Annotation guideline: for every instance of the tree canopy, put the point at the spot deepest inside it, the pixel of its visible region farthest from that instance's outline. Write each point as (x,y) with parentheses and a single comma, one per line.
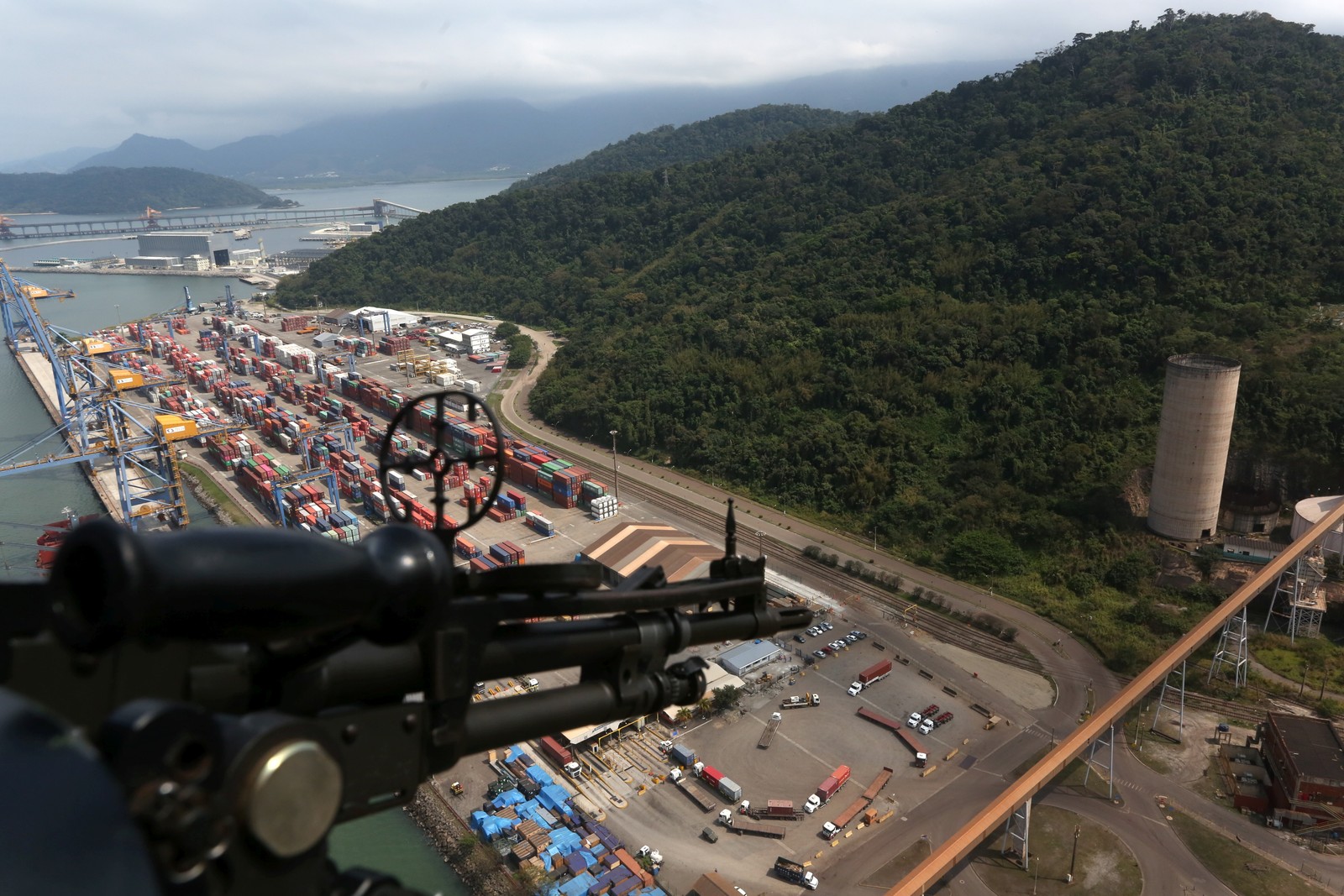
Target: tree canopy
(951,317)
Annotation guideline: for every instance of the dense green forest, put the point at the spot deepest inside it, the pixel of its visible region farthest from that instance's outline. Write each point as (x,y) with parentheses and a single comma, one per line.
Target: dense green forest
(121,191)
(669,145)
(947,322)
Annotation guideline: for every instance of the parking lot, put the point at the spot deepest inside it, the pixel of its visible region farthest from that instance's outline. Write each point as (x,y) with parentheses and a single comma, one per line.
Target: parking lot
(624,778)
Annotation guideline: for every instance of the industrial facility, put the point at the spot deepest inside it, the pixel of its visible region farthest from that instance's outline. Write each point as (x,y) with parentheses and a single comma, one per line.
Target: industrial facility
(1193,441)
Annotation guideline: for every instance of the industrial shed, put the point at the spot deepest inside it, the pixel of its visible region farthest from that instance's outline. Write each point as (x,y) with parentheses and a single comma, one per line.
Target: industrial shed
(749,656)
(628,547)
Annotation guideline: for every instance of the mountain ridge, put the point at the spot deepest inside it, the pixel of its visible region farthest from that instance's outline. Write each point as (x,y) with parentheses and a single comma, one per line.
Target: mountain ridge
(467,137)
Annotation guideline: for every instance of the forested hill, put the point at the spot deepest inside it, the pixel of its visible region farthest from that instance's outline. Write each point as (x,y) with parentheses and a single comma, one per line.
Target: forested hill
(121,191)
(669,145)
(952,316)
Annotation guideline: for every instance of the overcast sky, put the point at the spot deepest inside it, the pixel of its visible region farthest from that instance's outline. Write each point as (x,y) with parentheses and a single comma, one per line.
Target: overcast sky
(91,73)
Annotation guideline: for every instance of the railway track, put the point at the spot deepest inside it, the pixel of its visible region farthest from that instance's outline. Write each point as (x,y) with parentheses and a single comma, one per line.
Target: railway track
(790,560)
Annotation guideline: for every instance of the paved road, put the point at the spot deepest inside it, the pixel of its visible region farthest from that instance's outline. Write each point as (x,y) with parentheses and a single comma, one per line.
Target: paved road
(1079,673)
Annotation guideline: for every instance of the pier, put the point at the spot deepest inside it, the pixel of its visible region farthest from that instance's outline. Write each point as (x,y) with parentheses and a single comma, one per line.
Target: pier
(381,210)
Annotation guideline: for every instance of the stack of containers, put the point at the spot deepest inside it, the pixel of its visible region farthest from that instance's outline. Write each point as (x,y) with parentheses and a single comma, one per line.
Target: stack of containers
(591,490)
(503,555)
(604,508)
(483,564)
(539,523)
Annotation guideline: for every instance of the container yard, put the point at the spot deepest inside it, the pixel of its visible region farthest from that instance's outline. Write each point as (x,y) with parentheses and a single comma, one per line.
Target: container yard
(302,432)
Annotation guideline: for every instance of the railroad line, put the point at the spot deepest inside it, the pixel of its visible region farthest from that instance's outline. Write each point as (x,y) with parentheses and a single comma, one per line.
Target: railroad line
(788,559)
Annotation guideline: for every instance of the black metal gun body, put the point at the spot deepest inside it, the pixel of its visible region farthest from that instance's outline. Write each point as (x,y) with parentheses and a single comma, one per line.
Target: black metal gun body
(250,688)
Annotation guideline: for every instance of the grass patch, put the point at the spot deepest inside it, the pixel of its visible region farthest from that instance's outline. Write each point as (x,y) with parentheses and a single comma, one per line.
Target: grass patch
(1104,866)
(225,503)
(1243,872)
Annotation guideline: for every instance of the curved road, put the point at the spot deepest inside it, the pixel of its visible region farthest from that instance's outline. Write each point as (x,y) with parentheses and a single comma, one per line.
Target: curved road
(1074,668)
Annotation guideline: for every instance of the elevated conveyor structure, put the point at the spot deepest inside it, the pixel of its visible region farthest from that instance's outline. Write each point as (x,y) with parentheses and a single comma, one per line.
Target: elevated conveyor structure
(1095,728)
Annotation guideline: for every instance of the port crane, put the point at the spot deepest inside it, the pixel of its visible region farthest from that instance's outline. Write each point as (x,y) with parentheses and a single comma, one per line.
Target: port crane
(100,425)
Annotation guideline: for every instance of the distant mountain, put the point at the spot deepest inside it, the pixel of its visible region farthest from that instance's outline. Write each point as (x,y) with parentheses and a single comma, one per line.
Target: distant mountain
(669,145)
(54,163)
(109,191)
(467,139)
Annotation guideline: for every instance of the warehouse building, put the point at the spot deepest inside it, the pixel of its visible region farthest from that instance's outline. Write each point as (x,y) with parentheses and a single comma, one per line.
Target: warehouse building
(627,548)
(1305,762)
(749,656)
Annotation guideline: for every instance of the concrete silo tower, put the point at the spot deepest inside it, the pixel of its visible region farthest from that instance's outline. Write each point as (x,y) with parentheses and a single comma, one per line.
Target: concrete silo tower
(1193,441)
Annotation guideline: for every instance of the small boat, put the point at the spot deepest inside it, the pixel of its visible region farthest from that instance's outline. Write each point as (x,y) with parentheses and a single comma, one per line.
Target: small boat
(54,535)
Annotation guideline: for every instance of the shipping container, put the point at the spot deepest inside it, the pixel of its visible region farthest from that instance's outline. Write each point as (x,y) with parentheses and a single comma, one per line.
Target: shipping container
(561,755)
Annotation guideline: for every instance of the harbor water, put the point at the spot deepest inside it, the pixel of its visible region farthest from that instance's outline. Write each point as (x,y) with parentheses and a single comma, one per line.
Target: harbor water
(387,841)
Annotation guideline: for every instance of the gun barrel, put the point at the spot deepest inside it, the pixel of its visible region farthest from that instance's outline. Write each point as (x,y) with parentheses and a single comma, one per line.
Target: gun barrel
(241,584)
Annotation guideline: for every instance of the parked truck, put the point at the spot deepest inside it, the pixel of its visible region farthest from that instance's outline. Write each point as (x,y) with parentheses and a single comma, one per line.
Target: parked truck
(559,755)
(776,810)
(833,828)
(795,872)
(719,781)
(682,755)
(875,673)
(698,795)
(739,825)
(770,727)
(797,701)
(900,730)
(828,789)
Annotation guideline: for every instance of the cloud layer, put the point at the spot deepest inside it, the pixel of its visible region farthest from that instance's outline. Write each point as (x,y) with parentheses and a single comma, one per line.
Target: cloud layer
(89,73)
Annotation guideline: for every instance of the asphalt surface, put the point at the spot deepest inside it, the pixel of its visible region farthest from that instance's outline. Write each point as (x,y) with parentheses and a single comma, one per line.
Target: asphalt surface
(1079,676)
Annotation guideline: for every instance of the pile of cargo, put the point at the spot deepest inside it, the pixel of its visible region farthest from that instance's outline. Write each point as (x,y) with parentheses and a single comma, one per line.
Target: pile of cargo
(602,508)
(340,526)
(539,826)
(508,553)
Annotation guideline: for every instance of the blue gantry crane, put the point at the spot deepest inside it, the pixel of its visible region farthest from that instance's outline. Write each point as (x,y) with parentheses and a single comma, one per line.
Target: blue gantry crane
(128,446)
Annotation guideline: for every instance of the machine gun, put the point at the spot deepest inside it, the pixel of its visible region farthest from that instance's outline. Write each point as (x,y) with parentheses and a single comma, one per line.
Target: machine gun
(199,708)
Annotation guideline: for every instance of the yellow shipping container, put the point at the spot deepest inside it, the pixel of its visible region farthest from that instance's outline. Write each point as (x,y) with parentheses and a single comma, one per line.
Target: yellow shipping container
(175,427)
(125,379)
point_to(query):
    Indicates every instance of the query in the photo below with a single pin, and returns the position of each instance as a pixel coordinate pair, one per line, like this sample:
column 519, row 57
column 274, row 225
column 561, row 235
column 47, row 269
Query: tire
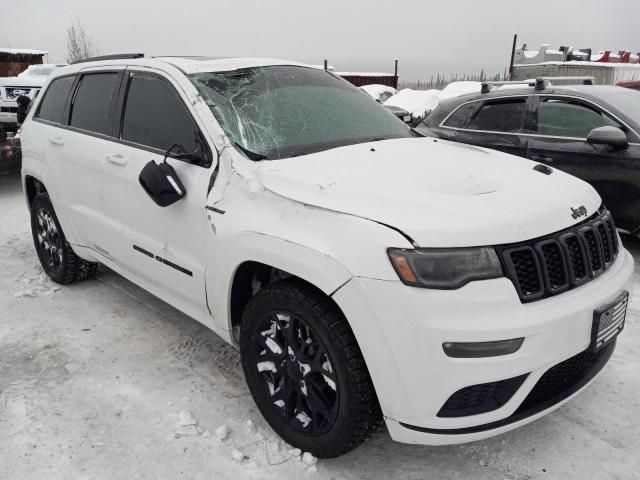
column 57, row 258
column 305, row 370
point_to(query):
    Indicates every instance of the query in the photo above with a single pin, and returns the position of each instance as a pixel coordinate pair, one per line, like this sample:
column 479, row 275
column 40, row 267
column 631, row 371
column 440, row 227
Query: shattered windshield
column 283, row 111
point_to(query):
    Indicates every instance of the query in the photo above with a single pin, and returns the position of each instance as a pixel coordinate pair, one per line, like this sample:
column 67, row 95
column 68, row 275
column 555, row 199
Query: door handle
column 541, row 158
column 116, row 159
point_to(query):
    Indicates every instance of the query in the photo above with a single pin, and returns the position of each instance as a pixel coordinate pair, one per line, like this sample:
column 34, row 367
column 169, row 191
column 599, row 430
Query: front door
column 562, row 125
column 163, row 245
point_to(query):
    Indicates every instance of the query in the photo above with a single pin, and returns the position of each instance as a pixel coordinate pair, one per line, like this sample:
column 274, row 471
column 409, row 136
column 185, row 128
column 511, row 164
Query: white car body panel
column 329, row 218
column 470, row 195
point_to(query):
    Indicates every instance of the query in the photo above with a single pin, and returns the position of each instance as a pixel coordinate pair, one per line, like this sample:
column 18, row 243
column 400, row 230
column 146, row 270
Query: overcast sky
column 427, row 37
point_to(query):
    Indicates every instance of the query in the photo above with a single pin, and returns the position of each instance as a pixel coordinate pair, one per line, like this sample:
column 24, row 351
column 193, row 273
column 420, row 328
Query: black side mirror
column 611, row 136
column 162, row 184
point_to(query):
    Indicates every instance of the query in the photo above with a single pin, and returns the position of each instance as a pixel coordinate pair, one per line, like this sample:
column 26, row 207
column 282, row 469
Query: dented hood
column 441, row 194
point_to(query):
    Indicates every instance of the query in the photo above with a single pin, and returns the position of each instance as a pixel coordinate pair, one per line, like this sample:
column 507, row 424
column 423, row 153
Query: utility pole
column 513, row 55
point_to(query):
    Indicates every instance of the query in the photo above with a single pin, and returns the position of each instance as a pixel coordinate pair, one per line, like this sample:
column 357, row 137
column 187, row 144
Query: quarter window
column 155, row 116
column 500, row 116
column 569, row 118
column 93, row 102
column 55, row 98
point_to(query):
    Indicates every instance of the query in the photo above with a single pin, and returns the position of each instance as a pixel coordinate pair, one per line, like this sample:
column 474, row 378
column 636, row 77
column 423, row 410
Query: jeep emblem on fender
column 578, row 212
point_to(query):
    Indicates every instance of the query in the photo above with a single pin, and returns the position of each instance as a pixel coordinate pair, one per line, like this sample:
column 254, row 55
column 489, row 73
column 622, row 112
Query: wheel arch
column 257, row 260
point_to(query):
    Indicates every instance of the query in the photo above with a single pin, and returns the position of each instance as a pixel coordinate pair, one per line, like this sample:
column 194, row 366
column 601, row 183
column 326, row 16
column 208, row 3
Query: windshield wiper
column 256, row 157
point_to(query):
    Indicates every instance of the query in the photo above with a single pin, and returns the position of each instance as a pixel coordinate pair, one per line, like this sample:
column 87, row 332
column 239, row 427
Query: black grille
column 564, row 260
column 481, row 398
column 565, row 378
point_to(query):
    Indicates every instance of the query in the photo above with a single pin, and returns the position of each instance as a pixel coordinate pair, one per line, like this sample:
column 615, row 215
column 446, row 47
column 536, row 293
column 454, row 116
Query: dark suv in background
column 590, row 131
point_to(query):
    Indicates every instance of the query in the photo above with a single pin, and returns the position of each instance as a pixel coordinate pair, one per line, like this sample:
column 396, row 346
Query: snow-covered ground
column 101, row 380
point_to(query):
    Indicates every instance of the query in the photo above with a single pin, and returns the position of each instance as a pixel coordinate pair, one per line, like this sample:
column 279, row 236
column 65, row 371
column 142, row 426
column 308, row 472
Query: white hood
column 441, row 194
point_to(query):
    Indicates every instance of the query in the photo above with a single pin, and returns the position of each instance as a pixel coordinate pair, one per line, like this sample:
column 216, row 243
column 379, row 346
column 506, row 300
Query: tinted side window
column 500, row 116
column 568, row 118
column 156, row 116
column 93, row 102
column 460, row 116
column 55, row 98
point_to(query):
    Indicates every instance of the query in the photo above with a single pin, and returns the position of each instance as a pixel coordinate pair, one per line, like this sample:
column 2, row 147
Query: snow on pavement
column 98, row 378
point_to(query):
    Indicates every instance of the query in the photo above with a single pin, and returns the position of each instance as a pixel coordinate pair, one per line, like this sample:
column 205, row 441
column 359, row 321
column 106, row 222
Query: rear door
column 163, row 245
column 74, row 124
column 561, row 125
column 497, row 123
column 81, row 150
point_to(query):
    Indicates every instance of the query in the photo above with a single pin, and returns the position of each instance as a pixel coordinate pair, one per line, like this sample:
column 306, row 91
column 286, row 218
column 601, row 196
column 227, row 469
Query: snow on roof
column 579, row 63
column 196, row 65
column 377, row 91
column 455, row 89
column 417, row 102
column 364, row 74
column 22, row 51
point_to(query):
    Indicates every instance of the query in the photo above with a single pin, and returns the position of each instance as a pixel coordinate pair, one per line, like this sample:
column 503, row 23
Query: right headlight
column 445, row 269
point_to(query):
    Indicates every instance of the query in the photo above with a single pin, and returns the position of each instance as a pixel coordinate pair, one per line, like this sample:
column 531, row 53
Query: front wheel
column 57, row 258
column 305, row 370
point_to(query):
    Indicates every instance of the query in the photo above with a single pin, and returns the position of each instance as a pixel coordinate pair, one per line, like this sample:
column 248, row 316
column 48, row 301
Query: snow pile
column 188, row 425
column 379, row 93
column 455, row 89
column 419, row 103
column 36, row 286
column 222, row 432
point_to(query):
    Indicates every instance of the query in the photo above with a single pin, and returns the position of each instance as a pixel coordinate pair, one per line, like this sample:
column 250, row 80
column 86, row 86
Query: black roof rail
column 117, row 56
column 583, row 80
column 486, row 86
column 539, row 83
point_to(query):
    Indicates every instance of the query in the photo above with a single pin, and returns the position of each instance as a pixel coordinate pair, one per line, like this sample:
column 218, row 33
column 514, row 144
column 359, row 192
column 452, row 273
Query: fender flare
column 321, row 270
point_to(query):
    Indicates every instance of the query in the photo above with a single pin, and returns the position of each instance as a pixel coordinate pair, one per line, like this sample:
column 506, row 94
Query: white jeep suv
|---|
* [PROBLEM REQUIREMENTS]: Start with the first line of the records above and end with the line containing "Annotation guideline: for every instance of the dense". Output those lines exactly, pictures excluded.

* [THE COMPLETED TASK]:
Annotation guideline: for every instance of the tree canopy, put the point at the spot deepest inside it, the pixel of its visible region farthest from that instance's outline. Write each point as (x,y) with parentheses and a single comma, one per line.
Target: tree canopy
(951,317)
Annotation guideline: for every instance of the dense green forest, put the point at the spot deepest inside it, the pixel of its visible region farthest from that instance's outline. Write each point as (x,y) with parentheses and a single comma, one per line.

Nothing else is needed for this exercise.